» Task to complete: Extract from the faculty spotlight interview below the passage that begins with the words containing "Temple is different, as" and ends with "of that trust.", copied word for word.

FMA Faculty Spotlight: Wendi Grantham

FMA Faculty Spotlight: Wendi Grantham

Jul 30 2021


Temple FMA Adjuct Film Professor Wendi Grantham has an incredible background, including a life on stage, on screen (perhaps most notably in HBO's THE WIRE), as a singer, and screenwriter and so much more. We were honored to interview her and find out more about her life, her ideas on teaching, and why she loves to post baby animals on her social media. 

 

Q & A with Prof. Wendi Grantham

Q: You seem to be able to do so many things -- singing, acting, writing, filmmaking -- can you talk briefly about what you love about teaching - how your background informs your teachingy/your teaching philosophy and what your favorite subjects are to cover? What do you generally cover in serial writing class, for instance?

My mother is a lifelong educator. She’s a former teacher, trainer of teachers, and former superintendent of schools. Her specialty is urban education: she goes into districts that are failing, and turns them around, and largely she does it by creating community, and making sure students have what they need, socially and emotionally, so that they can learn academically. Everything I know about teaching, I learned from her. I love teaching because I believe so strongly in students’ abilities to learn. Before I came to Temple I taught remedial classes at a college, and I knew students could learn what I was responsible for teaching them; I just had to motivate them to keep coming to class, and to keep trusting me when I told them they would learn. It’s so gratifying to see students understand something, and to see them do things they didn’t know they could do.
Temple is different, as writing students are self-motivated, but my goals are the same: to invite them to trust me to teach them something, and to prove worthy of that trust.
My job is to see them-to see what they want, how and what they write, where they want to go, and to help them get there. I’m their biggest cheerleader, because I know they can do the work, but they aren’t always quite sure, so I try very hard to create an atmosphere in which they can trust their classmates, and can feel comfortable taking chances, and sharing their work. Serial Writing is really fun for me, because students bring such good ideas, and because they’re writing pilots, which, unlike films, set up stories so they can be continued. They’re open-ended, and exciting, because you’re only at the beginning of the characters’ stories, and I’m always eager to spend more time with the engaging people students create.

Acting training helps me write, and teach writing, because so much of drama school is about observing and interpreting human behavior. That behavior is what film and TV writers want to capture.

Q: I heard you in interview say that Altman, Fellini and Antonioni are some of your great film inspirations -- can you speak to what it is about their films that resonate with you? 

I think it comes down to the depictions of community for me: how each of these filmmakers place their characters within larger contexts, and how they influence, and are influenced by, the characters around them. They also tend to deal with existentialism, which is important to me in my own stories, as is an overall enormous vision of the capacity of people. There are lots of others, too- Bergman, Eric Rohmer. They all tune in to such important details and I feel that they’re all really trying to see people, as am I.

» Records supplied:
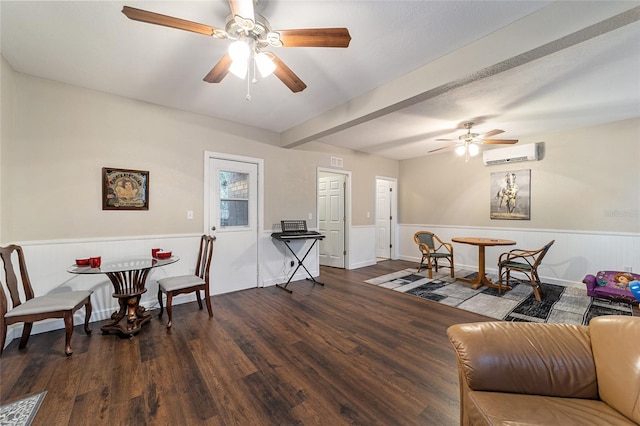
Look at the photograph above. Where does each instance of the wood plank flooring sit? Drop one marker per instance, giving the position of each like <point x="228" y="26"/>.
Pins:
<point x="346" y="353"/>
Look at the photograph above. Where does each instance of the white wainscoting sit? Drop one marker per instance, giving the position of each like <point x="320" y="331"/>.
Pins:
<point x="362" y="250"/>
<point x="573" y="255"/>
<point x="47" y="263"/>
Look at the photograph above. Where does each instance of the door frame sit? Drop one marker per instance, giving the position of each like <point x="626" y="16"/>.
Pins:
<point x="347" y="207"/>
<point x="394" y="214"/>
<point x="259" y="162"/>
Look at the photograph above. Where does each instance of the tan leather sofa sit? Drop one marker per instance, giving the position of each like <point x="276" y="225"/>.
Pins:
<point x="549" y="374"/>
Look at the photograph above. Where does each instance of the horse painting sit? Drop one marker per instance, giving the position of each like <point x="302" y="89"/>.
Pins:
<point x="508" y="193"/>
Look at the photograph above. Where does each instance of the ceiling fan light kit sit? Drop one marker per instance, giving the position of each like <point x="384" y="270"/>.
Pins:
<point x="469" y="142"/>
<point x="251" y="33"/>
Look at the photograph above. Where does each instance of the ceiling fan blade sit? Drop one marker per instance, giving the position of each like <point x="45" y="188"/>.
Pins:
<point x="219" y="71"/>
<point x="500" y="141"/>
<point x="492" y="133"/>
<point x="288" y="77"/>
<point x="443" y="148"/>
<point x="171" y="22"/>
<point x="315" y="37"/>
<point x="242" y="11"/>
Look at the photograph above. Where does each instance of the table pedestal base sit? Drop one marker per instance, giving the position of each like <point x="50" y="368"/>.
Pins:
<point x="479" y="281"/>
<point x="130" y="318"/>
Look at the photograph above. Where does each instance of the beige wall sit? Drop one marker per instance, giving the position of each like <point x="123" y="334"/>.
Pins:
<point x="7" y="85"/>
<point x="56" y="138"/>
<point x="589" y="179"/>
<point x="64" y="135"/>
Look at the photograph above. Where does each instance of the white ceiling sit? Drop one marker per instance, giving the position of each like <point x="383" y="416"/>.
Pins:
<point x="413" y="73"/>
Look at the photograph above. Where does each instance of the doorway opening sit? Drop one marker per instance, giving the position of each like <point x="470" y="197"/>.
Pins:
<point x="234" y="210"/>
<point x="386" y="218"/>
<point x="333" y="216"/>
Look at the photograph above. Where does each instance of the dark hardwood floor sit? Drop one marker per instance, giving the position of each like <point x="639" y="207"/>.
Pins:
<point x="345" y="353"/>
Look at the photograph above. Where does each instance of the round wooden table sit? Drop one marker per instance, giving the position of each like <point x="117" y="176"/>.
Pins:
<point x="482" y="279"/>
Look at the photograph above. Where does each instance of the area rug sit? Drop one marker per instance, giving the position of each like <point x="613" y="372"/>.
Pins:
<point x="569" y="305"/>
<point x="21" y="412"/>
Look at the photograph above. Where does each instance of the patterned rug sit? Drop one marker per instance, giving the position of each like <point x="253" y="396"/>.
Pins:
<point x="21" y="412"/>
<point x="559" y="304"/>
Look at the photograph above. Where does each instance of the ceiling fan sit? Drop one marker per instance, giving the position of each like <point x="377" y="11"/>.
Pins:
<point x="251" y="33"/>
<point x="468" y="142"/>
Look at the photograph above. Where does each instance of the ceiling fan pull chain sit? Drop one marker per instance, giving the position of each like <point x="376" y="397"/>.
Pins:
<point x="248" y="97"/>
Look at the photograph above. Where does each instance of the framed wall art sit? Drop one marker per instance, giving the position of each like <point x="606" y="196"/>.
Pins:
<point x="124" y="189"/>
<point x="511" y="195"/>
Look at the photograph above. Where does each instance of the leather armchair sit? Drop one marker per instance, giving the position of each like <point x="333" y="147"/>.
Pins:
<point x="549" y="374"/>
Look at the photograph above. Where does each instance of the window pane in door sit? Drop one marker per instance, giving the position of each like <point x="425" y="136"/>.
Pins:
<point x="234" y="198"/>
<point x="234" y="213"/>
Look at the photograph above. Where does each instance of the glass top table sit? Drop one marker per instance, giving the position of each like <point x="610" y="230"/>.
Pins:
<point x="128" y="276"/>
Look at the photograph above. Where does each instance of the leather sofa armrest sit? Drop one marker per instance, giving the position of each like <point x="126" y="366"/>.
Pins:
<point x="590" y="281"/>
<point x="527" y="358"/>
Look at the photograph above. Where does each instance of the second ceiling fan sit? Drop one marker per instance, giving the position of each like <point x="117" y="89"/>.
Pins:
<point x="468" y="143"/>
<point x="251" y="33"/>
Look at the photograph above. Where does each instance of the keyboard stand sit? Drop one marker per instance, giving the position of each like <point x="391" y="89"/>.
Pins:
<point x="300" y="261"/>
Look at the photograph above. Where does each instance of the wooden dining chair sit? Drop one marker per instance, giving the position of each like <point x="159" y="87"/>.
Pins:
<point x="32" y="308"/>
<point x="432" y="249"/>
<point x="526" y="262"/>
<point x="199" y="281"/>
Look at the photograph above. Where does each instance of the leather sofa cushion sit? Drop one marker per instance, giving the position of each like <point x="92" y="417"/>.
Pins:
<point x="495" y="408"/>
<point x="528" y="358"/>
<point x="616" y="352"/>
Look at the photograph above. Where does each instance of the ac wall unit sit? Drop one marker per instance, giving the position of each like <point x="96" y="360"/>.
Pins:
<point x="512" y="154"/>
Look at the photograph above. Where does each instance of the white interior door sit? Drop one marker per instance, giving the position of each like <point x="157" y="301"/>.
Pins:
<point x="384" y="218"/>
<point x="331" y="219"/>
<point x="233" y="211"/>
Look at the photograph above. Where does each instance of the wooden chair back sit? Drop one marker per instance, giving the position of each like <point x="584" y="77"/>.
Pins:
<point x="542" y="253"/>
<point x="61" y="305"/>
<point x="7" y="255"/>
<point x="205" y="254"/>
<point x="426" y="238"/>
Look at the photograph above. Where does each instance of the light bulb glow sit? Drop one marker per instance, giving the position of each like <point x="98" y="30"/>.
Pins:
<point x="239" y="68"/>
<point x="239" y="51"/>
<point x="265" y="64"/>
* * *
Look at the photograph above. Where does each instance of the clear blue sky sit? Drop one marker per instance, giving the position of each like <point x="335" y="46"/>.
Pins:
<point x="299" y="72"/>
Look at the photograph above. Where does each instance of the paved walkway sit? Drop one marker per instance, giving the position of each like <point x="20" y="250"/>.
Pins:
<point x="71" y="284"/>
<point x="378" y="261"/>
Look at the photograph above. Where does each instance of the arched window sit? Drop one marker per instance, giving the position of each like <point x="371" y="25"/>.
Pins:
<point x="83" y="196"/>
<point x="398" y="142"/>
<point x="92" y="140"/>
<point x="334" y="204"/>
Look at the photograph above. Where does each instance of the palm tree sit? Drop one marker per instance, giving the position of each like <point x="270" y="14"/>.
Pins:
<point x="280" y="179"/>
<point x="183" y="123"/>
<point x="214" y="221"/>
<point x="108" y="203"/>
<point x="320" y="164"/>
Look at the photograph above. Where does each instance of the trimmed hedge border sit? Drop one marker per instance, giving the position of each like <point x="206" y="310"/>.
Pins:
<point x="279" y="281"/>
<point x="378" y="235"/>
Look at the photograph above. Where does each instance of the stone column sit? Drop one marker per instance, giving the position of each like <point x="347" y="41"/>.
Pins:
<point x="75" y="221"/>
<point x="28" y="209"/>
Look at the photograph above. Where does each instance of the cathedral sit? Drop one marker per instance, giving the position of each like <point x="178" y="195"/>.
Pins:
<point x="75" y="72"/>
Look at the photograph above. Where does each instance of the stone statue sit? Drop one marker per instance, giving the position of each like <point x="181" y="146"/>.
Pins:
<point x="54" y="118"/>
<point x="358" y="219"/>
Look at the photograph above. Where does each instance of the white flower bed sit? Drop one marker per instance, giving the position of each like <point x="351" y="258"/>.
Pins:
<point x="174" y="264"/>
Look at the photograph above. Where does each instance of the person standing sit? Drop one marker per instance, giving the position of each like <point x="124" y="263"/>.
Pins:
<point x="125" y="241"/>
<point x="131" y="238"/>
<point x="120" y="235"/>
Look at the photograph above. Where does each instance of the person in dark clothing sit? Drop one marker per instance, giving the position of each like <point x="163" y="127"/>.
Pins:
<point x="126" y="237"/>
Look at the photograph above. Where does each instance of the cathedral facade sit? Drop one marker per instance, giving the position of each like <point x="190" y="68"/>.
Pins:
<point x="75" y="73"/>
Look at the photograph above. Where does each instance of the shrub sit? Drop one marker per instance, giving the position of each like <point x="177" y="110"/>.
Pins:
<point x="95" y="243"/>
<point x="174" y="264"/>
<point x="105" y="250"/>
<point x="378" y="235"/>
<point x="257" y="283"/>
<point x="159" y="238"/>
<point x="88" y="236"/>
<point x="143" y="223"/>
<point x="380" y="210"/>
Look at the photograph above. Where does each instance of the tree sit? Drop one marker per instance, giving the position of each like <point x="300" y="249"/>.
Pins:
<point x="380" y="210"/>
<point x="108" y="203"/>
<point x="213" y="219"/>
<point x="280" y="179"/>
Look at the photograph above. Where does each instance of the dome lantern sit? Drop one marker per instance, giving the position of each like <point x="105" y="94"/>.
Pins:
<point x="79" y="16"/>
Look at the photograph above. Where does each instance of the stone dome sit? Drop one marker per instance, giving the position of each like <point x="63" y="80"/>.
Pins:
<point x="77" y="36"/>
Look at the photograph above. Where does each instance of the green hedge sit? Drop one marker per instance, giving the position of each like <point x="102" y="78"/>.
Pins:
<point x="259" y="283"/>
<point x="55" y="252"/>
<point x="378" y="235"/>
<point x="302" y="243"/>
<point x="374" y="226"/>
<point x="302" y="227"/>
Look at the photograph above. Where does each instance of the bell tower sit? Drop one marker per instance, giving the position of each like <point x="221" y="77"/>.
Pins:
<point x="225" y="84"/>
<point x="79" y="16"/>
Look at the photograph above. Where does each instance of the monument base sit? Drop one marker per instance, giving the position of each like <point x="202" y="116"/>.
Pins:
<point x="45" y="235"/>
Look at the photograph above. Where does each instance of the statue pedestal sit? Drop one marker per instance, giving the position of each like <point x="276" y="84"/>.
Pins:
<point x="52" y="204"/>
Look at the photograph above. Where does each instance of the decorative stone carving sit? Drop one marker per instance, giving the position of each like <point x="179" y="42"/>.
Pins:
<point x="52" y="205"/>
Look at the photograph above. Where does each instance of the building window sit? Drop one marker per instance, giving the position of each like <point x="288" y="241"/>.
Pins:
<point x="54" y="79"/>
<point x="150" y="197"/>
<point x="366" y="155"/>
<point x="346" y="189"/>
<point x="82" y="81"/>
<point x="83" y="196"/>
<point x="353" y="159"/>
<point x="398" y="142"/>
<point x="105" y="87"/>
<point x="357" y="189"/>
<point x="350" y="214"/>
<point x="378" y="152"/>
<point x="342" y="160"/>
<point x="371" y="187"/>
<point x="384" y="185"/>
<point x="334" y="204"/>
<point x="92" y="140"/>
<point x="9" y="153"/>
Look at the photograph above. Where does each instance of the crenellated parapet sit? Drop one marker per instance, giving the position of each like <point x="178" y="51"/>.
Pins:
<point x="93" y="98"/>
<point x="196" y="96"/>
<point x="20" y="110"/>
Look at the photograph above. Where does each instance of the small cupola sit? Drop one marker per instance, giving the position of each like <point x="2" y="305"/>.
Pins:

» Exercise answer:
Temple is different, as writing students are self-motivated, but my goals are the same: to invite them to trust me to teach them something, and to prove worthy of that trust.